[begin Text]
Overcoming overfitting in image classification using data augmentation

Imagine you have trained an image classification model whose performance seems a bit poor—did you know there’s more you can do to improve such a model and reduce its bias? You’ve done a lot in creating your model pipeline and then building a predictive model using neural networks, yet its not improving as you expected

In these cases, as a first step I’d recommend you try implementing data augmentation.

In this tutorial, we’ll be looking at what data augmentation is all about and how we can apply this technique in improving the performance of our ML models, and image classification models specifically.

Data augmentation is a strategy that enables practitioners to significantly increase the diversity of data available for training models, without actually collecting new data. We can say data augmentation is a strategy focused on regeneration of more images from already-available ones. And more specifically, it’s a technique that helps us to reproduce an image in another form or dimension.

The image below gives us an idea of what we are about to do. This is an image of a dog but appears like the image was taken several times from various direction; but the truth is, this image was augmented to generate others. What this technique helps us to do to our algorithm performance includes:

Reduction in model bias towards a particular class of data to other classes. That is, it helps the algorithm generalize well.
Increases number of samples in less represented class present in the data (by augmenting original samples into creating more samples).

Introduction

To get started, I’ll be using an existing dataset many of us are likely already familiar with—the cat and dog dataset from Kaggle. Before we can augment this dataset, however, we first need to build a data pipeline. Once we complete these first steps, we’ll dive into data augmentation.

Building your data pipeline

For every problem you’re trying to solve with ML, you need to create a series of processes your data need to go through before modeling. This pipeline could and often does include the following:

Resizing dimensions of the input image
Conversion of images into arrays
Image filtering (not compulsory)
Image scaling (up scaling or down scaling)
[end Text]
- [Exercise 1]:
From the data augmentation tutorial, write out the passage starting at "Reduction in model" and ending at "into data augmentation.".
- [Exercise 2]:
List every process that the data augmentation tutorial says a data pipeline may include before modeling.
[begin Rows]
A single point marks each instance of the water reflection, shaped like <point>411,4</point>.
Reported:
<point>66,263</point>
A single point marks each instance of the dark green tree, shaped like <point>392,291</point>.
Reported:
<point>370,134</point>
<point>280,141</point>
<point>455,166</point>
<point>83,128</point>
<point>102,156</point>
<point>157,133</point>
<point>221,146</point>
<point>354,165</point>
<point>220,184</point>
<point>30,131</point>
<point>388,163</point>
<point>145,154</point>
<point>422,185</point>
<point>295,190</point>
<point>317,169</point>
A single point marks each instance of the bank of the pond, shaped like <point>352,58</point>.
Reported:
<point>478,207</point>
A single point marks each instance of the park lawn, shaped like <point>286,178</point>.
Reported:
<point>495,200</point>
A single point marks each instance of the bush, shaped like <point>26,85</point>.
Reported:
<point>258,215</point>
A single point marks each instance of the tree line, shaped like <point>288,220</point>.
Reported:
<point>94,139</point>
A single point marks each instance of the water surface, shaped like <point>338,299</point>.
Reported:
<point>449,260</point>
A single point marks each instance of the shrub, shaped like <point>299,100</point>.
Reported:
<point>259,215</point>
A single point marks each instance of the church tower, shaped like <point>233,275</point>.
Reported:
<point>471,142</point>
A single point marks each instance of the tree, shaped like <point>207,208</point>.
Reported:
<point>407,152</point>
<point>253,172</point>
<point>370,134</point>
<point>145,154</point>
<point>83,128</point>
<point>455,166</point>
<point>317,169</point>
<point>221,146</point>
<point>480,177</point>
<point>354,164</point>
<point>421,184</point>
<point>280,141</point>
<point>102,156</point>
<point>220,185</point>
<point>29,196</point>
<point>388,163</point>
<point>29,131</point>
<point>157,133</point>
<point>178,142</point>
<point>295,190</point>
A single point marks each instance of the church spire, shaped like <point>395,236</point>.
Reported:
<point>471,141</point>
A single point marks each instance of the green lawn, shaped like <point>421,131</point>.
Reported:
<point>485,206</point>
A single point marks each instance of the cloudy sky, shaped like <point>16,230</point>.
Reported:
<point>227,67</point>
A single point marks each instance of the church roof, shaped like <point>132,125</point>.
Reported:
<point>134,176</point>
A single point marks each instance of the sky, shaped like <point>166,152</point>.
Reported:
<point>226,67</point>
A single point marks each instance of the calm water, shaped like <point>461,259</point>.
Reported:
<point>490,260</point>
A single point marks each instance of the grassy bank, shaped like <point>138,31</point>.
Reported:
[end Rows]
- [Right answer 1]:
Reduction in model bias towards a particular class of data to other classes. That is, it helps the algorithm generalize well.
Increases number of samples in less represented class present in the data (by augmenting original samples into creating more samples).

Introduction

To get started, I’ll be using an existing dataset many of us are likely already familiar with—the cat and dog dataset from Kaggle. Before we can augment this dataset, however, we first need to build a data pipeline. Once we complete these first steps, we’ll dive into data augmentation.

- [Right answer 2]:
- Resizing dimensions of the input image
- Conversion of images into arrays
- Image filtering (not compulsory)
- Image scaling (up scaling or down scaling)